--- Assignment ---
In the records below, find the line containing "positive clicks: (17, 77) (29, 75)" and the line containing "box: [0, 3, 154, 160]"; please repeat exactly the lines from one to the other, both included, and nothing more.

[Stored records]

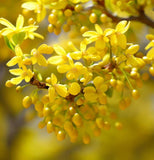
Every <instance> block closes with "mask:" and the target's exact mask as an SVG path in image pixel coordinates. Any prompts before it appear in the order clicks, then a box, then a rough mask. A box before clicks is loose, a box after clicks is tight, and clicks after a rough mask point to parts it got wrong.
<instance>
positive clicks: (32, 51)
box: [31, 49, 47, 66]
mask: <svg viewBox="0 0 154 160" xmlns="http://www.w3.org/2000/svg"><path fill="white" fill-rule="evenodd" d="M31 55H32V57H31V60H32V64H36V63H38V64H39V65H40V66H47V61H46V59H45V57H44V56H43V55H42V54H41V53H40V52H39V51H37V50H36V49H32V51H31Z"/></svg>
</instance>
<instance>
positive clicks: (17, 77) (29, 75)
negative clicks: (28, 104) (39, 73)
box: [9, 66, 34, 85]
mask: <svg viewBox="0 0 154 160" xmlns="http://www.w3.org/2000/svg"><path fill="white" fill-rule="evenodd" d="M9 72H10V73H11V74H13V75H15V76H18V77H16V78H12V79H11V83H12V84H15V85H18V84H19V83H21V81H22V80H25V81H26V82H29V81H30V80H31V78H32V77H33V75H34V74H33V72H32V71H31V70H30V69H27V68H26V67H25V66H22V69H10V70H9Z"/></svg>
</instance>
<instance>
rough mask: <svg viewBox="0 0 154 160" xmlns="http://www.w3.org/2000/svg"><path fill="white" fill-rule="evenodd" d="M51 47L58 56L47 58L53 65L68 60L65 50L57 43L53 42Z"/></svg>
mask: <svg viewBox="0 0 154 160" xmlns="http://www.w3.org/2000/svg"><path fill="white" fill-rule="evenodd" d="M53 49H54V50H55V52H56V53H57V54H58V56H52V57H50V58H49V59H48V63H50V64H53V65H60V64H64V63H66V62H68V56H67V53H66V51H65V50H64V49H63V48H62V47H61V46H59V45H57V44H55V45H54V46H53Z"/></svg>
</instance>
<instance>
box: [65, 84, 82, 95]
mask: <svg viewBox="0 0 154 160" xmlns="http://www.w3.org/2000/svg"><path fill="white" fill-rule="evenodd" d="M80 90H81V87H80V85H79V84H78V83H77V82H73V83H71V85H70V87H69V90H68V92H69V93H70V94H72V95H77V94H78V93H79V92H80Z"/></svg>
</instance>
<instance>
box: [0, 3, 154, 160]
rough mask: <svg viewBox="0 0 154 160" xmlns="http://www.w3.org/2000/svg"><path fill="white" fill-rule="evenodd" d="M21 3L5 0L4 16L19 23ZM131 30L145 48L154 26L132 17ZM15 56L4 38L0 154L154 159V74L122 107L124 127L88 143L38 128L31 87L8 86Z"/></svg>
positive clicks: (6, 154)
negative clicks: (133, 19)
mask: <svg viewBox="0 0 154 160" xmlns="http://www.w3.org/2000/svg"><path fill="white" fill-rule="evenodd" d="M20 6H21V1H18V0H7V1H6V0H0V17H5V18H6V19H8V20H9V21H11V22H12V23H13V24H15V21H16V18H17V16H18V14H19V13H20V12H21V10H20ZM0 27H2V26H0ZM0 29H1V28H0ZM42 32H45V31H42ZM129 32H130V34H129V42H135V43H139V44H140V45H141V50H143V51H144V47H145V45H146V44H147V43H148V41H146V40H145V35H146V34H147V33H148V32H151V33H154V30H153V29H150V28H148V27H146V26H144V25H142V24H140V23H137V22H133V23H132V24H131V29H130V30H129ZM44 34H46V33H44ZM52 36H54V35H52ZM52 36H50V37H51V38H50V39H51V41H52ZM64 36H66V37H67V35H63V36H61V37H63V39H64ZM66 37H65V39H66ZM61 39H62V38H61ZM29 44H30V45H31V47H30V49H31V48H32V47H35V46H37V45H38V44H40V41H39V40H38V41H35V42H34V41H26V42H25V43H24V44H23V45H24V46H26V45H27V46H28V45H29ZM12 56H13V53H12V52H11V51H10V50H9V49H8V48H7V47H6V46H5V43H4V41H3V39H2V38H0V160H79V159H80V160H154V79H153V78H152V77H151V78H150V79H149V80H148V81H146V82H145V83H144V84H143V87H142V88H141V89H140V93H141V97H140V99H138V100H134V101H132V104H131V105H130V107H129V108H127V109H125V110H123V111H122V110H119V111H118V113H117V114H118V120H119V121H121V122H122V123H123V129H122V130H117V129H115V128H114V127H113V128H111V130H109V131H103V132H102V134H101V136H100V137H93V138H92V140H91V143H90V144H89V145H84V144H82V143H80V142H78V143H75V144H73V143H70V141H69V139H67V138H66V140H64V141H62V142H59V141H57V139H56V136H55V135H54V134H48V133H47V131H46V128H44V129H39V128H38V123H39V121H40V118H38V117H37V116H36V115H35V114H36V113H35V111H34V110H33V107H31V108H29V109H24V108H23V106H22V98H23V97H24V96H25V95H26V94H27V93H28V91H27V90H26V91H25V92H23V93H22V94H21V93H17V92H16V90H15V87H13V88H6V87H5V81H6V80H7V79H9V78H10V77H11V75H10V74H9V72H8V67H7V66H6V62H7V61H8V60H9V59H10V58H11V57H12Z"/></svg>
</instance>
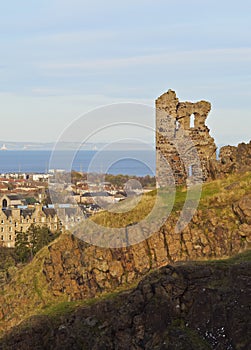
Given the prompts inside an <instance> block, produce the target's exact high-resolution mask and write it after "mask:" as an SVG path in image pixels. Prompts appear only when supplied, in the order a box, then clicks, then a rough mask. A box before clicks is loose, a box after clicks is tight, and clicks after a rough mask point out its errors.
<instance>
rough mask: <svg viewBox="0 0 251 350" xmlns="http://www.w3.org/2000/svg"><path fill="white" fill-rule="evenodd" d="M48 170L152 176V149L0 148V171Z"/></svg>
mask: <svg viewBox="0 0 251 350" xmlns="http://www.w3.org/2000/svg"><path fill="white" fill-rule="evenodd" d="M69 159H70V161H69ZM51 169H60V170H67V171H68V170H69V169H71V170H75V171H81V172H96V173H105V174H113V175H118V174H123V175H135V176H146V175H150V176H155V169H156V168H155V151H154V150H128V151H124V150H123V151H102V152H101V151H87V150H80V151H78V152H77V153H76V154H74V152H72V151H57V152H56V153H55V152H54V153H53V154H52V152H51V151H48V150H44V151H42V150H39V151H37V150H35V151H31V150H22V151H14V150H13V151H12V150H7V151H0V173H48V172H49V171H50V170H51Z"/></svg>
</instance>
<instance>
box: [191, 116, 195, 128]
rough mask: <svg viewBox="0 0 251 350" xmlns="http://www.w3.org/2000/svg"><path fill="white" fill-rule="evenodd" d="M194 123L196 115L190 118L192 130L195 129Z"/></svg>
mask: <svg viewBox="0 0 251 350" xmlns="http://www.w3.org/2000/svg"><path fill="white" fill-rule="evenodd" d="M194 121H195V116H194V114H192V115H191V117H190V128H194Z"/></svg>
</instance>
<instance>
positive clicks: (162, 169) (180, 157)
mask: <svg viewBox="0 0 251 350" xmlns="http://www.w3.org/2000/svg"><path fill="white" fill-rule="evenodd" d="M210 110H211V104H210V103H209V102H207V101H199V102H196V103H192V102H179V99H178V98H177V97H176V93H175V92H174V91H172V90H168V92H166V93H164V94H163V95H161V96H160V97H159V98H158V99H157V100H156V150H157V166H156V177H157V182H158V184H159V185H160V186H166V185H167V182H168V181H169V180H168V178H169V177H171V176H173V178H174V182H175V183H176V184H183V183H185V182H186V180H187V179H188V178H189V177H195V178H196V177H200V178H201V180H202V181H205V180H207V179H208V178H210V165H209V162H210V160H216V149H217V148H216V145H215V143H214V139H213V138H212V137H211V136H210V134H209V131H210V130H209V128H208V127H207V126H206V124H205V121H206V119H207V116H208V114H209V112H210ZM193 146H194V147H193ZM194 148H195V149H196V150H197V154H198V157H199V162H195V158H196V157H195V156H194ZM163 157H164V158H163ZM166 160H167V161H166ZM199 163H200V164H199ZM169 166H170V168H169Z"/></svg>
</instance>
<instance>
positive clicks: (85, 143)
mask: <svg viewBox="0 0 251 350" xmlns="http://www.w3.org/2000/svg"><path fill="white" fill-rule="evenodd" d="M108 143H109V142H108ZM106 145H107V143H102V142H99V143H84V144H83V145H82V147H81V149H83V150H87V151H92V150H100V149H103V147H105V146H106ZM54 147H55V143H53V142H44V143H43V142H41V143H40V142H12V141H0V150H1V149H2V150H12V151H25V150H27V151H28V150H30V151H42V150H53V149H54ZM110 147H111V148H110V149H112V146H110ZM150 147H152V148H153V149H154V145H150ZM60 149H62V150H77V149H79V143H77V142H76V143H74V142H62V143H61V144H60ZM127 149H128V150H130V149H131V150H149V145H148V146H147V147H146V146H145V145H144V144H143V143H142V144H140V143H137V144H136V143H132V142H128V143H116V145H114V147H113V150H127Z"/></svg>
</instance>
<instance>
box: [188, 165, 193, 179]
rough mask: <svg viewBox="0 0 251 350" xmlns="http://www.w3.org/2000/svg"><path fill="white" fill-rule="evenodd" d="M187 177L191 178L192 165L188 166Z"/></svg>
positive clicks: (191, 173)
mask: <svg viewBox="0 0 251 350" xmlns="http://www.w3.org/2000/svg"><path fill="white" fill-rule="evenodd" d="M188 176H189V177H192V176H193V166H192V165H189V167H188Z"/></svg>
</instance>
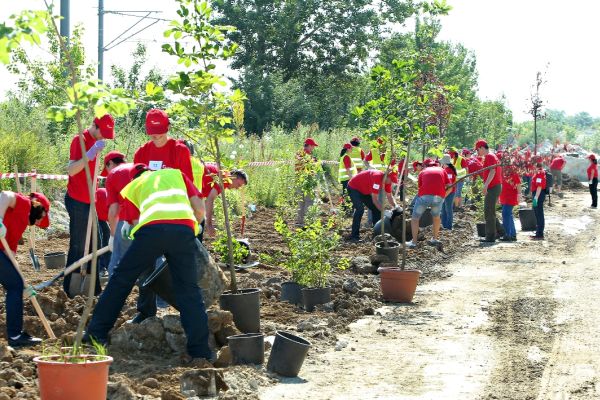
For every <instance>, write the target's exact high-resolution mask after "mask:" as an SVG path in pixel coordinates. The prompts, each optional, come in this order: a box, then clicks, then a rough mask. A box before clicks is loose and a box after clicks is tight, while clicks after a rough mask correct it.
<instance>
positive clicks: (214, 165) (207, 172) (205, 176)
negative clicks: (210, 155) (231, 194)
mask: <svg viewBox="0 0 600 400" xmlns="http://www.w3.org/2000/svg"><path fill="white" fill-rule="evenodd" d="M218 181H219V169H218V168H217V165H216V164H212V163H211V164H208V163H207V164H205V165H204V175H202V191H201V192H200V197H202V198H207V197H208V195H209V194H210V192H211V190H213V189H215V190H216V191H217V195H219V194H221V186H219V185H218V184H217V182H218ZM223 186H225V189H228V188H229V187H230V186H231V183H230V182H227V181H225V182H223Z"/></svg>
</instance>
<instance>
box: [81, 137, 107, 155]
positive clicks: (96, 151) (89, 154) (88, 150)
mask: <svg viewBox="0 0 600 400" xmlns="http://www.w3.org/2000/svg"><path fill="white" fill-rule="evenodd" d="M104 146H106V143H105V142H104V140H97V141H96V143H94V145H93V146H92V147H91V148H90V149H89V150H88V151H87V153H85V154H86V155H87V156H88V158H89V159H90V160H93V159H95V158H96V155H98V153H100V152H101V151H102V149H103V148H104Z"/></svg>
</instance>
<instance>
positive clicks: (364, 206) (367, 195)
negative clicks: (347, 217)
mask: <svg viewBox="0 0 600 400" xmlns="http://www.w3.org/2000/svg"><path fill="white" fill-rule="evenodd" d="M348 192H349V193H350V200H352V207H353V208H354V213H353V214H352V234H351V236H352V237H353V238H359V237H360V221H361V220H362V216H363V214H364V213H365V206H367V208H368V209H369V210H371V212H372V213H373V226H375V224H376V223H377V222H378V221H379V220H380V219H381V211H379V209H378V208H377V207H376V206H375V204H374V203H373V199H372V198H371V195H370V194H362V193H361V192H359V191H358V190H356V189H353V188H351V187H348Z"/></svg>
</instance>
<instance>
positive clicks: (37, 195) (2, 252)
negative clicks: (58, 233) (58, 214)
mask: <svg viewBox="0 0 600 400" xmlns="http://www.w3.org/2000/svg"><path fill="white" fill-rule="evenodd" d="M49 213H50V202H49V201H48V199H47V198H46V196H44V195H43V194H41V193H31V194H30V195H29V196H26V195H24V194H21V193H15V192H10V191H3V192H0V238H3V239H6V243H7V244H8V247H9V248H10V250H12V252H13V253H16V252H17V246H18V244H19V240H20V239H21V237H22V236H23V232H25V228H27V226H28V225H35V226H38V227H40V228H42V229H46V228H48V226H50V219H49ZM0 250H4V246H3V245H2V243H0ZM0 285H2V287H3V288H4V292H5V293H6V299H5V301H4V309H5V310H6V337H7V339H8V345H9V346H12V347H25V346H35V345H38V344H41V343H42V339H40V338H36V337H32V336H31V335H29V334H28V333H27V332H25V331H24V330H23V290H24V288H25V285H24V282H23V279H22V278H21V275H20V274H19V272H18V271H17V269H16V268H15V266H14V265H13V263H12V261H11V260H10V258H8V256H7V255H6V253H5V252H4V251H0Z"/></svg>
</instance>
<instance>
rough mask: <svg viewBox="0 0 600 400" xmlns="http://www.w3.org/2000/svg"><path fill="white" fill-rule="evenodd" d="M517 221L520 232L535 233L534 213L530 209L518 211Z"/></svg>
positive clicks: (523, 209)
mask: <svg viewBox="0 0 600 400" xmlns="http://www.w3.org/2000/svg"><path fill="white" fill-rule="evenodd" d="M519 221H520V222H521V230H522V231H524V232H528V231H535V229H536V227H537V220H536V219H535V211H533V209H532V208H521V209H520V210H519Z"/></svg>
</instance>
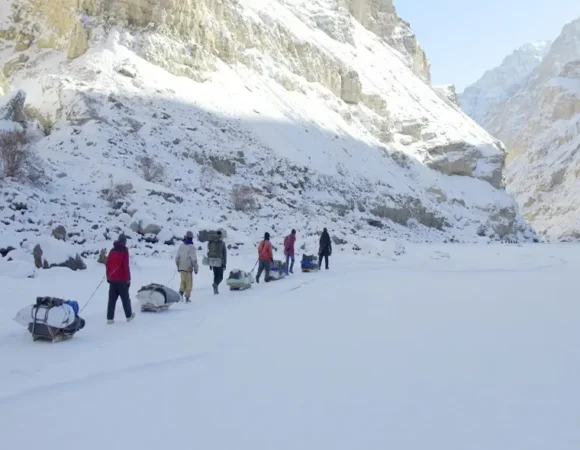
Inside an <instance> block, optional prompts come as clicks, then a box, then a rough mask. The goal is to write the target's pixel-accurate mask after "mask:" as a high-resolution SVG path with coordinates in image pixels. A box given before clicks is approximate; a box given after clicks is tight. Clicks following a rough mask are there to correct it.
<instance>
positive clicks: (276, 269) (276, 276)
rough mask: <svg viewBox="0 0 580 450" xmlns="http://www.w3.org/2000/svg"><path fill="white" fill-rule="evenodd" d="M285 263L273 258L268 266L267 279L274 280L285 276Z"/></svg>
mask: <svg viewBox="0 0 580 450" xmlns="http://www.w3.org/2000/svg"><path fill="white" fill-rule="evenodd" d="M287 267H288V266H287V265H286V263H285V262H282V261H279V260H274V261H273V262H272V266H271V267H270V278H269V281H276V280H280V279H282V278H284V277H285V276H286V270H287Z"/></svg>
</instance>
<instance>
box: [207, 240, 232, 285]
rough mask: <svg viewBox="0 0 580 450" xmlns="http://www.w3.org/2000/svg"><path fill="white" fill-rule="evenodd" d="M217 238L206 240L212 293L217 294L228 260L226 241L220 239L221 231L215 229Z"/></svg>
mask: <svg viewBox="0 0 580 450" xmlns="http://www.w3.org/2000/svg"><path fill="white" fill-rule="evenodd" d="M216 234H217V239H215V240H213V241H210V242H208V244H207V257H208V261H209V267H210V269H211V270H213V284H212V287H213V293H214V294H219V290H218V286H219V285H220V283H221V282H222V281H223V279H224V270H226V265H227V262H228V254H227V250H226V243H225V242H224V241H223V239H222V232H221V231H220V230H218V231H217V233H216Z"/></svg>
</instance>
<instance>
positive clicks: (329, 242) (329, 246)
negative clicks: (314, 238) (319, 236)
mask: <svg viewBox="0 0 580 450" xmlns="http://www.w3.org/2000/svg"><path fill="white" fill-rule="evenodd" d="M318 254H319V255H323V256H324V255H328V256H330V255H331V254H332V243H331V242H330V234H328V232H324V231H323V232H322V235H321V236H320V247H319V249H318Z"/></svg>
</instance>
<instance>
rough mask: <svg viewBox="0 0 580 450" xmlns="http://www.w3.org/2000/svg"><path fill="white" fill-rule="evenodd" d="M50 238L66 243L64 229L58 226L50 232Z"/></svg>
mask: <svg viewBox="0 0 580 450" xmlns="http://www.w3.org/2000/svg"><path fill="white" fill-rule="evenodd" d="M52 237H53V238H55V239H58V240H59V241H66V228H65V227H63V226H62V225H59V226H58V227H56V228H55V229H54V230H52Z"/></svg>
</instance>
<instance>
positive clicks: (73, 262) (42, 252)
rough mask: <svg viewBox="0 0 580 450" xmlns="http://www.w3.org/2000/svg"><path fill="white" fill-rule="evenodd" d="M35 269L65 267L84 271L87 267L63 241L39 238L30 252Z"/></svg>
mask: <svg viewBox="0 0 580 450" xmlns="http://www.w3.org/2000/svg"><path fill="white" fill-rule="evenodd" d="M32 255H33V257H34V265H35V267H36V268H37V269H51V268H53V267H67V268H69V269H71V270H74V271H76V270H85V269H86V268H87V265H86V264H85V262H84V260H83V258H82V257H81V256H80V255H79V254H78V253H77V252H76V251H75V249H74V248H73V247H72V246H71V245H70V244H67V243H65V242H64V241H59V240H56V239H54V238H52V237H51V238H40V239H39V241H38V242H37V243H36V244H35V245H34V247H33V250H32Z"/></svg>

--- Answer for the task ---
positive clicks: (17, 77) (29, 75)
negative clicks: (28, 104) (39, 73)
box: [9, 66, 34, 85]
mask: <svg viewBox="0 0 154 160" xmlns="http://www.w3.org/2000/svg"><path fill="white" fill-rule="evenodd" d="M9 72H10V73H11V74H13V75H15V76H18V77H16V78H12V79H11V83H12V84H15V85H18V84H19V83H21V81H22V80H25V81H26V82H29V81H30V80H31V78H32V77H33V75H34V74H33V72H32V71H31V70H30V69H27V68H26V67H25V66H22V69H10V70H9Z"/></svg>
</instance>
<instance>
rough mask: <svg viewBox="0 0 154 160" xmlns="http://www.w3.org/2000/svg"><path fill="white" fill-rule="evenodd" d="M51 47L58 56L47 58L53 65L68 60L65 50L57 43L53 42Z"/></svg>
mask: <svg viewBox="0 0 154 160" xmlns="http://www.w3.org/2000/svg"><path fill="white" fill-rule="evenodd" d="M53 49H54V50H55V52H56V53H57V54H58V56H52V57H50V58H49V59H48V63H50V64H53V65H60V64H64V63H66V62H68V56H67V53H66V51H65V50H64V49H63V48H62V47H61V46H59V45H57V44H55V45H54V46H53Z"/></svg>
</instance>
<instance>
box: [65, 84, 82, 95]
mask: <svg viewBox="0 0 154 160" xmlns="http://www.w3.org/2000/svg"><path fill="white" fill-rule="evenodd" d="M80 90H81V87H80V85H79V84H78V83H77V82H73V83H71V85H70V87H69V90H68V92H69V93H70V94H72V95H77V94H78V93H79V92H80Z"/></svg>
</instance>
<instance>
box: [0, 3, 154, 160]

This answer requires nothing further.